> Text provided
Mr Ford and his co-defendant were tried and convicted for wounding with intent to cause grievous bodily harm. Mr Geels refused to give evidence; Mr Ford and his co-defendants elected not to do so. Nor did they give evidential interviews to the police. Mr Ford did however sign a statement that suggested two thin wounds to his torso had been caused by the machete. The sole witness who saw the incident did not see the machete in Mr Geels’ hands. Forensic evidence did not link the machete to the applicant.
Judge O’Driscoll refused to leave self-defence to the jury.[1] He said there was no evidence that Mr Ford shot Mr Geels in self-defence. And if one of the co-offenders shot Mr Geels because he was attacking Mr Ford, there needed to be a plausible, credible narrative that they had done so because they were acting in self-defence. There was however no evidence by which it could be inferred that any of the defendants were acting in self-defence, as opposed to discharging the firearm in pursuance of the common agreement to intimidate Mr Geels. Accordingly, the Judge did not think there was a plausible and credible narrative to allow self-defence to be placed before the jury, for any of the defendants.
[1]See R v Wheeler [2023] NZDC 9152 at [6] and [59]–[60].
The Court of Appeal agreed he was right not to do so, saying that the defence is not to be put if it requires the jury to speculate.[2] It relied on its prior decisions in R v Tavete and R v Kerr:[3]
The general principle is not in doubt. Self-defence should be put to the jury where, from the evidence led by the Crown or given by or on behalf of the accused, or from a combination of both, there is a credible or plausible narrative which might lead the jury to entertain the reasonable possibility of self-defence.
[2]Ford v R [2024] NZCA 239 (Mallon, Lang and Moore JJ) [CA judgment] at [45].
[3]At [39] citing R v Tavete [1988] 1 NZLR 428 (CA) at 430. See also R v Kerr [1976] 1 NZLR 335 (CA) at 340 as cited in Tavete, above n 3, at 430–431.

> Stored data

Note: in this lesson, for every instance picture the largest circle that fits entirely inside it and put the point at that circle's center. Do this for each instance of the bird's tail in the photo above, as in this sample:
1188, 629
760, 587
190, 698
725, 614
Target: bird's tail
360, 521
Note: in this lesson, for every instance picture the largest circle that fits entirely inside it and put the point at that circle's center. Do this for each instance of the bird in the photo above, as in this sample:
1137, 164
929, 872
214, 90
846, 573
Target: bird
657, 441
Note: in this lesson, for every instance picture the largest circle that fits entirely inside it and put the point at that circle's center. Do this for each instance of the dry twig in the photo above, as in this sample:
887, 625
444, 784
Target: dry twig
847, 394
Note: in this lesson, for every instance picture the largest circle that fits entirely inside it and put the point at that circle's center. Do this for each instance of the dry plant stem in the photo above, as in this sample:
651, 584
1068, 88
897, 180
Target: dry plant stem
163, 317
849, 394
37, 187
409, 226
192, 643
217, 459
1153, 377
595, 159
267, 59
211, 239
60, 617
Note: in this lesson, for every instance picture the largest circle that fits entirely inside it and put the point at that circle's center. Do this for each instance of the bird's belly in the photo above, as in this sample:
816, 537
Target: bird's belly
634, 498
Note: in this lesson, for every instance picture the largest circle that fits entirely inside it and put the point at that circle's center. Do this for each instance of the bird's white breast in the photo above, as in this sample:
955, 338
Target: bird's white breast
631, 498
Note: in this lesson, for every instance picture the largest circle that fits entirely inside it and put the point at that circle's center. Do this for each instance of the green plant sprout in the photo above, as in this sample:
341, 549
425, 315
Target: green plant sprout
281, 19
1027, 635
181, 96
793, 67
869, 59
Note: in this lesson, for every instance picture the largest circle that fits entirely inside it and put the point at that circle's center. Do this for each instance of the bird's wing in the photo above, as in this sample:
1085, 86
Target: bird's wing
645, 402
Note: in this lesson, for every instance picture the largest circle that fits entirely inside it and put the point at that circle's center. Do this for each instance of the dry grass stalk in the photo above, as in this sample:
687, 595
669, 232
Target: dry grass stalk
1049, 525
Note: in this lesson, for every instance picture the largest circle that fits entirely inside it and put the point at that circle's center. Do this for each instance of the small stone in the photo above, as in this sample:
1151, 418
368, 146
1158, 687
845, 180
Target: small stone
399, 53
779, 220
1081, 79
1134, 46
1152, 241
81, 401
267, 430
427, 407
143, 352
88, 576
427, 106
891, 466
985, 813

> Exercise requirements
#1 List every line in the entries that contains the word "small", matching case exactly.
#2 Continue the passage on self-defence at trial from the point where it stops.

> Expected results
#1
Note: in this lesson, for every instance picture the largest circle that fits entirely inside it and put the point at that circle's center. Do this for each instance of the small stone in the photo above, as in this sample:
Target: small stone

#2
The applicant had argued there was an available narrative that the shot was fired in response to Mr Geels striking him with the machete. The Court considered that rested upon speculation. The location of the machete did not indicate one way or another its use when the appellants were at the property. While the evidence did not exclude the possibility that Mr Geels had used the machete, nor did it exclude the possibility that he had not. In the Court’s view that simply left a gap in the evidence about whether the machete had anything to do with the discharge of the firearm, which was not met by any evidence actually led.[4]
[4]CA judgment, above n 2, at [43]–[44].
The applicant wishes to argue in this Court that the possibility that the machete had been used by Mr Geels was sufficient to require self-defence to be put to the jury.
Our assessment
The criteria for leave are not made out in this application. We do not consider that what are now well-established principles relating to foundation for self-defence to be put to a jury require reconsideration by this Court.[5] No matter of general or public importance accordingly arises.[6] Nor do we consider there is a realistic prospect of this Court concluding that the Courts below misapplied those principles on the facts of this case so as to give rise to a miscarriage of justice.[7]
[5]See Kerr, above n 3, at 340; and Tavete, above n 3, at 430–431; and see for example R v Wang [1990] 2 NZLR 529 (CA) at 533–540; R v Te Moni [1998] 1 NZLR 641 (CA) at 650; R v Karaitiana [2007] NZCA 47 at [13]; R v Sila [2009] NZCA 233 at [28]; and Herewini v R [2023] NZCA 519 at [43]–[48].
[6]Senior Courts Act 2016, s 74(2)(a).
[7]Section 74(2)(b).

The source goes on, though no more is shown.